Transcribe the following records in full, exactly as shown.

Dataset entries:
****
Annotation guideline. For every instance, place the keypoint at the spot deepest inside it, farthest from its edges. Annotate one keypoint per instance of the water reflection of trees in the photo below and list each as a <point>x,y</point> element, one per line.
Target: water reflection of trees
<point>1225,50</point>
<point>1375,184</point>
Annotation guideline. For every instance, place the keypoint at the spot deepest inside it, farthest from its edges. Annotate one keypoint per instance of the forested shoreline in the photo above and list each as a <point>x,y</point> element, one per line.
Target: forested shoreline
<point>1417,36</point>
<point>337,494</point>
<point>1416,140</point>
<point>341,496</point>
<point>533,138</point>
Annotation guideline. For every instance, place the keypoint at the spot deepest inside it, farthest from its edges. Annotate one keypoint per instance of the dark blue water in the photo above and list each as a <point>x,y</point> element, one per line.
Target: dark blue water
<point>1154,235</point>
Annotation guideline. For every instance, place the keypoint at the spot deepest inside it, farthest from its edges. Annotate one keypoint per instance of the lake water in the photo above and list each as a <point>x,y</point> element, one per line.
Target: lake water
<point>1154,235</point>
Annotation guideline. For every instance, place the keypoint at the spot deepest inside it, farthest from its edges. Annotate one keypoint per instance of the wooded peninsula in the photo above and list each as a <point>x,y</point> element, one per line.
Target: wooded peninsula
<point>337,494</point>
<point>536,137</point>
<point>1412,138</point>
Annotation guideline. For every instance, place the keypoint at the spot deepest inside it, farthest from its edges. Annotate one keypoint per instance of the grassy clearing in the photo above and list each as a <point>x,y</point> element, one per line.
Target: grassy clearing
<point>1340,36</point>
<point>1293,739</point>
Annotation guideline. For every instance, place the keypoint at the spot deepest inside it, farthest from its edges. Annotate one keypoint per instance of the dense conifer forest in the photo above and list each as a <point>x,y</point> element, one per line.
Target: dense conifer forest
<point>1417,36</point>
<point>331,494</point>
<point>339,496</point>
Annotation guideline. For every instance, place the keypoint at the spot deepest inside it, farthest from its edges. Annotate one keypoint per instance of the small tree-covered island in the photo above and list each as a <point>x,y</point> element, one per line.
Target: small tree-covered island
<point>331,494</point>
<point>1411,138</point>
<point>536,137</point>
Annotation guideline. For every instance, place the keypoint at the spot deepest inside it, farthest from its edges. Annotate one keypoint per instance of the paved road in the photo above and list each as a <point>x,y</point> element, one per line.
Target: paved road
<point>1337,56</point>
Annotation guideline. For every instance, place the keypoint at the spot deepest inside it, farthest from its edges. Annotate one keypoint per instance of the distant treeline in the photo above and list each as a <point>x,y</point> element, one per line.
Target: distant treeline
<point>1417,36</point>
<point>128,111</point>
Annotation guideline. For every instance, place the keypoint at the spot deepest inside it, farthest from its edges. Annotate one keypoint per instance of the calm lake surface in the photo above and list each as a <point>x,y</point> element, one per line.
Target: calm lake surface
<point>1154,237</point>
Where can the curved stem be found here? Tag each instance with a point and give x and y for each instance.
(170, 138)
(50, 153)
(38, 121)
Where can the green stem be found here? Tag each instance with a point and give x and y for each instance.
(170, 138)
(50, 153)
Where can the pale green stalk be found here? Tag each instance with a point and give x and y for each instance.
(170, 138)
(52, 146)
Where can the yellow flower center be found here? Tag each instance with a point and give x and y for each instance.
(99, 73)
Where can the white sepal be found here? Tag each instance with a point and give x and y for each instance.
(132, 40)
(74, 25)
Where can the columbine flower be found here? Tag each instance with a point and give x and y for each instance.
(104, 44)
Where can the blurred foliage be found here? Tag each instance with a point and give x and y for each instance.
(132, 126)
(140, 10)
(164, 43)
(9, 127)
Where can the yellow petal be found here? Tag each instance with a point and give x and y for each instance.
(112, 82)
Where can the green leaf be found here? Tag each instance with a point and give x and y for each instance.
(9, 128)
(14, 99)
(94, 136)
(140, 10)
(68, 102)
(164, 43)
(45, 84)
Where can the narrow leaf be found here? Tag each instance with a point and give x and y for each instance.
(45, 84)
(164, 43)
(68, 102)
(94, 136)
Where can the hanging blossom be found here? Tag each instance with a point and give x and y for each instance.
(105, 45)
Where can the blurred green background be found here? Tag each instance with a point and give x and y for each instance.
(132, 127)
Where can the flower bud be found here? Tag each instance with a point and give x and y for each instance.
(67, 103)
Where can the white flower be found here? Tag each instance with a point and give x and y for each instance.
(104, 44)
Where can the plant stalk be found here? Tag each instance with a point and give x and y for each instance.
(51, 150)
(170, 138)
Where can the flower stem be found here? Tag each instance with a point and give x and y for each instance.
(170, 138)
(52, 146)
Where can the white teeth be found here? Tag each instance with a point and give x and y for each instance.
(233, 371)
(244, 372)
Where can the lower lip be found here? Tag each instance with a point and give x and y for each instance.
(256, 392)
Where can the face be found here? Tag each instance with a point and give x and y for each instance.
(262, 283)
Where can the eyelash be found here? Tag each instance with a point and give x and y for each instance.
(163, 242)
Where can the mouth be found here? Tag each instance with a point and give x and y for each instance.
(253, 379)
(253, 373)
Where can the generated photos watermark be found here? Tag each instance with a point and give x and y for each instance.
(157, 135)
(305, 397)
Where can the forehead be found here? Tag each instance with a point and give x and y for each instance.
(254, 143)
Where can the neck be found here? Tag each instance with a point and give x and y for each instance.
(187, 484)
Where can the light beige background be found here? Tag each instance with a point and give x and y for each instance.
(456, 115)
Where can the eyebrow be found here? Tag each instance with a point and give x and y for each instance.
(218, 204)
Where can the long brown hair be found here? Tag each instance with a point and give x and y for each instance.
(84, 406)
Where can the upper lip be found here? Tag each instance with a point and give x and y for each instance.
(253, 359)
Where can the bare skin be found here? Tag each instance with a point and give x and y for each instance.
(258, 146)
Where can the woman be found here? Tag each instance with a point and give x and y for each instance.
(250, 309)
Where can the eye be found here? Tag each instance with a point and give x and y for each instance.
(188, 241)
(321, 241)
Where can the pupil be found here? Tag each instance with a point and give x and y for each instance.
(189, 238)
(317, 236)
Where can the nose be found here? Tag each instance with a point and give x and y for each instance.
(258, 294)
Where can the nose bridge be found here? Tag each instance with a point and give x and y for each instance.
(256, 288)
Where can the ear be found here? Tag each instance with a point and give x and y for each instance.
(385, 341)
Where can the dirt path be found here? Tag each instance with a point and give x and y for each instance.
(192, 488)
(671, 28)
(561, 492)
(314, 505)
****
- Solution to the exercise:
Annotation guideline. For every instance, place the keypoint at the spot deepest inside it, farthest from its edges. Annotate one keypoint per instance of the water reflection of trees in the photo below and list each as a <point>x,y</point> element, one per line.
Target: water reflection of trees
<point>1225,50</point>
<point>1375,184</point>
Annotation guideline. For every instance, place the keypoint at the spot deepest inside it, farthest from its edges. Annotate one keypoint per instance of the forested shoreline in the photo above and list each as a <point>x,y</point> element, one per line.
Target: forested shoreline
<point>1417,36</point>
<point>337,494</point>
<point>1416,140</point>
<point>341,496</point>
<point>533,138</point>
Annotation guideline. For every instance, place the keypoint at the spot deepest inside it, farthest from its edges. Annotate one keypoint per instance of the dark blue water in the photo above and list each as a <point>x,y</point> element, one per line.
Target: dark blue water
<point>1154,235</point>
Annotation guideline. For every instance, place the keypoint at the spot deepest inside it, farthest from its edges. Annotate one keypoint per instance of the lake water in the photo above and list each as a <point>x,y</point> element, one per line.
Target: lake water
<point>1154,235</point>
Annotation guideline. For every instance, place the keypoint at the spot deepest inside it, farthest from its edges. Annotate one keypoint per instance of the wooded peninsula in the photo above and list each as a <point>x,y</point> element, one per line.
Target: wooded peninsula
<point>337,494</point>
<point>536,137</point>
<point>1412,138</point>
Annotation guideline. For every instance, place the keypoint at the spot deepest inside it, farthest from its edges. Annotate one keypoint per instance of the grassy clearing in the photo above and list each as a <point>x,y</point> element, one per line.
Target: grassy clearing
<point>1340,36</point>
<point>1293,739</point>
Annotation guideline. For every instance, place the keypoint at the spot deepest inside it, farthest from its edges. Annotate one keypoint per instance of the dense conifer forest in the photo above and list each as a <point>x,y</point> element, one per line.
Target: dense conifer forest
<point>1417,36</point>
<point>331,494</point>
<point>339,496</point>
Annotation guideline. For every instance, place the keypoint at the spot deepest inside it, farthest from its edges. Annotate one keypoint per instance of the small tree-covered island in the photo above and list each as a <point>x,y</point> element, one per line.
Target: small tree-covered island
<point>331,494</point>
<point>1411,138</point>
<point>536,137</point>
Annotation guideline. For every instance, place the keypoint at the spot deepest inside it, farthest from its edges. Annotate one keypoint per instance of the paved road in the photo above and list each as a <point>x,y</point> element, one per line.
Target: paved road
<point>1337,56</point>
Annotation guideline. For every instance, place the keypoint at the spot deepest inside it, farthest from its edges. Annotate one keypoint per instance of the distant treeline in the photo above and list each as a <point>x,y</point> element, one per line.
Target: distant treeline
<point>1417,36</point>
<point>128,111</point>
Annotation guideline. For every instance, place the keypoint at the spot deepest inside it, farthest from its edges. Annotate one keypoint per instance of the calm lake surface in the photo above and list each as a <point>x,y</point> element, one per line.
Target: calm lake surface
<point>1154,237</point>
Where can the curved stem be found here? Tag each instance with a point and give x and y for each instance.
(170, 138)
(50, 153)
(38, 121)
Where can the green stem be found here? Tag each instance with a point and give x and y for each instance.
(170, 138)
(50, 153)
Where can the pale green stalk be found here? Tag each instance with a point and give x and y for each instance.
(170, 138)
(52, 146)
Where can the yellow flower center be found here? Tag each instance with a point and give x and y for each instance.
(99, 73)
Where can the white sepal be found here? Tag each instance with a point and give x and y for each instance.
(132, 40)
(74, 25)
Where can the columbine flower be found here? Tag each instance with a point and give x and y for each instance.
(104, 44)
Where can the blurred foliage be found here? Tag each instance with a point and give x and y for each instance.
(132, 126)
(140, 10)
(164, 43)
(9, 127)
Where can the yellow petal be found here? Tag each instance with a point and give x and y for each instance.
(112, 82)
Where can the green leaf be found here? Tag each instance with a point and give x and y for each instance.
(9, 128)
(14, 99)
(94, 136)
(140, 10)
(68, 102)
(164, 43)
(45, 84)
Where can the narrow leaf be found here? Tag each instance with a point and give x and y for each instance.
(45, 84)
(164, 43)
(68, 102)
(94, 136)
Where can the hanging blossom be found here? Tag each instance with a point and give x and y for each instance.
(105, 45)
Where can the blurred green background be found here? Tag each instance with a point and give x and y for each instance.
(132, 127)
Where can the flower bud be found here? Tag each instance with a point and give x and y for each instance.
(67, 103)
Where can the white flower be found here? Tag each instance with a point and give x and y for each instance.
(104, 44)
Where can the plant stalk be found here? Tag each instance with a point and give x and y for each instance.
(51, 150)
(170, 138)
Where can the flower stem be found here? Tag each instance with a point and give x and y for each instance.
(170, 138)
(52, 146)
Where can the white teeth be found here? Tag each instance with a point and give x and y for each instance.
(233, 371)
(244, 372)
Where can the lower lip be found here? Tag each instance with a point and give x and y for each instance.
(256, 392)
Where can the face be found here? Tag each instance with a point and give x and y for each instance.
(262, 283)
Where can the eyelash be found here? Tag each instance with a point and give x and y for each instance.
(163, 242)
Where can the mouth be found here? Tag each instance with a point and give x and y for each instance.
(253, 379)
(253, 373)
Where can the generated photos watermark be found here? Tag each instance with a point and give x and y for each instance.
(157, 135)
(305, 397)
Where can the forehead be found here? Tag each instance with a point and give x and y for each instance.
(254, 143)
Where can the neck be found here? Tag each instance with a point and give x and y for each instance.
(187, 484)
Where can the light beige background be found here? Tag each instance with a point and give x and y for each instance.
(456, 115)
Where can the eyebrow be found here? Tag each instance with a point and give x and y for each instance.
(218, 204)
Where can the long brown hair be found here? Tag each instance with a point and give x and y for each instance.
(84, 406)
Where can the upper lip be found here? Tag each instance with a point and give x and y for each instance.
(253, 359)
Where can the bare skin be found here? Tag each instance with a point and give x and y for each instance.
(258, 146)
Where can the woman be found here? Tag each instance with a point and give x and y for each instance.
(250, 309)
Where can the eye be found here? Tag each instance with a point and give x and y for each instance.
(188, 241)
(321, 241)
Where can the pupil be found here? Tag each instance with a point and give x and y for each instance.
(189, 238)
(317, 236)
Where can the nose be found here? Tag each instance with a point and give x and y for each instance.
(258, 294)
Where can the nose bridge be found here? Tag each instance with a point and give x and y for each instance.
(256, 288)
Where can the ear be found here? Tag each instance with a point and give x and y for each instance.
(385, 341)
Where can the dirt path be found here? Tag each instance with a point and give x and y for each instance.
(192, 488)
(671, 28)
(561, 492)
(314, 505)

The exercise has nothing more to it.